Dataset entries
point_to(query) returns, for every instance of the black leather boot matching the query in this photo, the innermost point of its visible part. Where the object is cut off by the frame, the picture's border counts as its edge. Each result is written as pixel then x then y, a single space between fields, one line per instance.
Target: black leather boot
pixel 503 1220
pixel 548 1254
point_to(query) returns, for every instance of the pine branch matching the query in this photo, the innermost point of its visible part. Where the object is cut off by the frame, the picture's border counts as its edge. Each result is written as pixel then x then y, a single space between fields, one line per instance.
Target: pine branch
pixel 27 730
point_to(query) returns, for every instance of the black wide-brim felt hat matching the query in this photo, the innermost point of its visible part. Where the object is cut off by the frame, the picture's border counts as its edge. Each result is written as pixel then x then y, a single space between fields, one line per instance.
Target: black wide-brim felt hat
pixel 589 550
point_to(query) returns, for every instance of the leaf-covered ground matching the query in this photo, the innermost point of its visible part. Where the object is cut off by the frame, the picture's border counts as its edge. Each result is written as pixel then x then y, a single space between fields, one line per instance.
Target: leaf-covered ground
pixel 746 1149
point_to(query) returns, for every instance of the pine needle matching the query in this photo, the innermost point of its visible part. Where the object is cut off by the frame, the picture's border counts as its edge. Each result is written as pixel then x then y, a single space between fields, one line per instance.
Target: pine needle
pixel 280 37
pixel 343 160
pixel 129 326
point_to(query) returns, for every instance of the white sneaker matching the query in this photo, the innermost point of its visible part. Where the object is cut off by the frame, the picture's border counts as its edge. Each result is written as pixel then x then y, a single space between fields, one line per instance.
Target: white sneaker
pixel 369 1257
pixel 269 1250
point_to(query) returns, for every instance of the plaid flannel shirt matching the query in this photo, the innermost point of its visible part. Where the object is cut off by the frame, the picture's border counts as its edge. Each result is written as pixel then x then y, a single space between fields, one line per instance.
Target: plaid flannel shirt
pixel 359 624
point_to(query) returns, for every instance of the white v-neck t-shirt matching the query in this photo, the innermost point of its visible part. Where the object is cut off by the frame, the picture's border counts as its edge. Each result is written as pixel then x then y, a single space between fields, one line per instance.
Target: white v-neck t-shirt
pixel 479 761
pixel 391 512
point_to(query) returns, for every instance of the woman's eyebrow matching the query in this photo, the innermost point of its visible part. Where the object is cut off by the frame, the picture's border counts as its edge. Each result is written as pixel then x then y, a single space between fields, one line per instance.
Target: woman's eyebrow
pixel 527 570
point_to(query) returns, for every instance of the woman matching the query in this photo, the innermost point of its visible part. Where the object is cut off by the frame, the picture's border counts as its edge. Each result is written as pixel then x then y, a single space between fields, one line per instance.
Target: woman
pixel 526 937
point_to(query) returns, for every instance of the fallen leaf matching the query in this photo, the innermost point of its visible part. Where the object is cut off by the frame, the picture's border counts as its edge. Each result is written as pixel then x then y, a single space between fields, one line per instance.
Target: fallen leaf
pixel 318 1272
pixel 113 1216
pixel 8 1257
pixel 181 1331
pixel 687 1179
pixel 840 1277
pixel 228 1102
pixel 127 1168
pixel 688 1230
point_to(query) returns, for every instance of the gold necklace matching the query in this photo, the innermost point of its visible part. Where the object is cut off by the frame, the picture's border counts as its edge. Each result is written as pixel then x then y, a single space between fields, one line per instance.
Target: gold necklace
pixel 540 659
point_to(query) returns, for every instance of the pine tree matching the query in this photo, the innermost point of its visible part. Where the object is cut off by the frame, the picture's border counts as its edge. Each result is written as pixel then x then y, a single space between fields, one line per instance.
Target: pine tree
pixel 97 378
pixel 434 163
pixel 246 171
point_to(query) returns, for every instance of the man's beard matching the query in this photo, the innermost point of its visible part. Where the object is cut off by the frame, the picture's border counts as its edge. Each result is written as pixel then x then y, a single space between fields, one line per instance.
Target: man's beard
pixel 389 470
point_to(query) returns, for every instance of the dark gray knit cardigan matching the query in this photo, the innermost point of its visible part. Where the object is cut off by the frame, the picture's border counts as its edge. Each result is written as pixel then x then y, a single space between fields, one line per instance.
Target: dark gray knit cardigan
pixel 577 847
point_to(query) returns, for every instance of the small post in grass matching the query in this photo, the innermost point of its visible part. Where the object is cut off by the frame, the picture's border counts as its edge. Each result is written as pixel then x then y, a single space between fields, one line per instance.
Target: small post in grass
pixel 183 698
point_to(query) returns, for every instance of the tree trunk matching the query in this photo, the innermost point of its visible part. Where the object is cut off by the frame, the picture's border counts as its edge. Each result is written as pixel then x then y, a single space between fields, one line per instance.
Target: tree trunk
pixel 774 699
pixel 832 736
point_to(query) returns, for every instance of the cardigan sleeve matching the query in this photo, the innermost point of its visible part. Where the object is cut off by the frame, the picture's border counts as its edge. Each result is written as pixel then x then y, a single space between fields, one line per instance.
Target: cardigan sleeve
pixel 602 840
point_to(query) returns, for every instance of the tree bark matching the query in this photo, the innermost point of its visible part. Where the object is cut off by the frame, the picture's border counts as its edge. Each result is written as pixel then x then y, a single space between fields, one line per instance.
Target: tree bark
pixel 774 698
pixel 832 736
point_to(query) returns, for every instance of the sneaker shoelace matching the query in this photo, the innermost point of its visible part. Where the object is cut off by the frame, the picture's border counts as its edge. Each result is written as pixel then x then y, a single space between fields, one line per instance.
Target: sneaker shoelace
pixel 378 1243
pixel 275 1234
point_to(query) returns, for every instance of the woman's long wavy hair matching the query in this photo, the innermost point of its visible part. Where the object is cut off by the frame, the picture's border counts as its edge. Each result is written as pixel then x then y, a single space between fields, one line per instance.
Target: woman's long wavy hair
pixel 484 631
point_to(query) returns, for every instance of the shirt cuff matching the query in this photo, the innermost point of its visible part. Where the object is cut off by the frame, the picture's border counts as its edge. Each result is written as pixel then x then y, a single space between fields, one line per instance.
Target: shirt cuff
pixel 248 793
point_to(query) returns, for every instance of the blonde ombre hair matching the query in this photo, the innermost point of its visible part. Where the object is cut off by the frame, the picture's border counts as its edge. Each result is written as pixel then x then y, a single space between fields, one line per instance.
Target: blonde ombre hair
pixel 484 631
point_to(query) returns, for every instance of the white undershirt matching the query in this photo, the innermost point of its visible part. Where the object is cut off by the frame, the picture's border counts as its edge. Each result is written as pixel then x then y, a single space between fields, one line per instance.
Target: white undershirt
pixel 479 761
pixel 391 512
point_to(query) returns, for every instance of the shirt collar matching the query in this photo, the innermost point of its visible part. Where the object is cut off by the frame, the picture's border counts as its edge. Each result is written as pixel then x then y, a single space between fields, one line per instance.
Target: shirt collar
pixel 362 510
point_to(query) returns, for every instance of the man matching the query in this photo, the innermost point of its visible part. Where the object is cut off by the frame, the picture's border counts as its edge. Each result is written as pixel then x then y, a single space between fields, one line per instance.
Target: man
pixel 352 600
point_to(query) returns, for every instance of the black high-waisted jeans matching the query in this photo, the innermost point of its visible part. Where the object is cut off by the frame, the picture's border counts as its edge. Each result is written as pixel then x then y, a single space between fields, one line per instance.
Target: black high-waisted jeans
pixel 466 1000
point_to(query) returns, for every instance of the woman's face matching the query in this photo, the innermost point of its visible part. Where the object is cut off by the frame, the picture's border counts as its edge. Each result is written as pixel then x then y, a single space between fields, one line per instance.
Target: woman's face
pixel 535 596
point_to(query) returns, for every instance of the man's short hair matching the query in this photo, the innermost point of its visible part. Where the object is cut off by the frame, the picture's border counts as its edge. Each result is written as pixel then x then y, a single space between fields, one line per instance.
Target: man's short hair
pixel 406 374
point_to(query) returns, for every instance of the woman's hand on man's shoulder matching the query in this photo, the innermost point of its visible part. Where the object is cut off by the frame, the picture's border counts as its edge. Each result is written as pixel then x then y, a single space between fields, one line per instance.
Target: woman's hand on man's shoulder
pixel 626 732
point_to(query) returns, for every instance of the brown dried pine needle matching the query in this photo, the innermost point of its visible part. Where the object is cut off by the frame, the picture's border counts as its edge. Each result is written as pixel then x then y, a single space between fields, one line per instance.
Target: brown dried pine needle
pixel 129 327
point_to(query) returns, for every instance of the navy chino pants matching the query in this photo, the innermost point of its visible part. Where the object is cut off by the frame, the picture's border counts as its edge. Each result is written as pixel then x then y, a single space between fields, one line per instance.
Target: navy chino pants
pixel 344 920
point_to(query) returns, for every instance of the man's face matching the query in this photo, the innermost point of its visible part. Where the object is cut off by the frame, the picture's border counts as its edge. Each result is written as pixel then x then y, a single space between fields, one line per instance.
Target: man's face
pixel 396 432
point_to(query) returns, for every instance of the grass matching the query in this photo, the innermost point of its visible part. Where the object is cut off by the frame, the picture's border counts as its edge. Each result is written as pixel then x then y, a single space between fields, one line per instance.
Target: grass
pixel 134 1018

◆ Your goal ◆
A word-for-word copy of the lines above from the one with "point_to(query) returns, for every instance of the man's short" through the one with "point_to(query) returns, for every instance of the brown", inclusive, is the only output wanted.

◆ Answer section ◆
point_to(query) returns, for every instance of the man's short hair matching the query in this photo, the innermost point of its visible part. Where the object is cut off by the frame, the picture's border counts as its edge. Each result is written as pixel then x then y, a single space between fields, one line per instance.
Target: man's short hair
pixel 406 374
point_to(query) returns, for every instance of the woman's hand on man's shoulder matching the query in this photo, the innermost point of its visible part. Where the object is cut off by the frame, the picture's border counts as its edge. Each result is written as pixel then x then y, a single space between fields, one line per instance.
Target: woman's hand on man's shoulder
pixel 626 732
point_to(query) returns, for every instance of the brown dried pine needle matching the query in this photo, the innermost point of its visible part. Where the object is cut off by the frame, the picture's border counts as its edge. Each result is written as pixel then x then y, a single space between fields, one line per instance.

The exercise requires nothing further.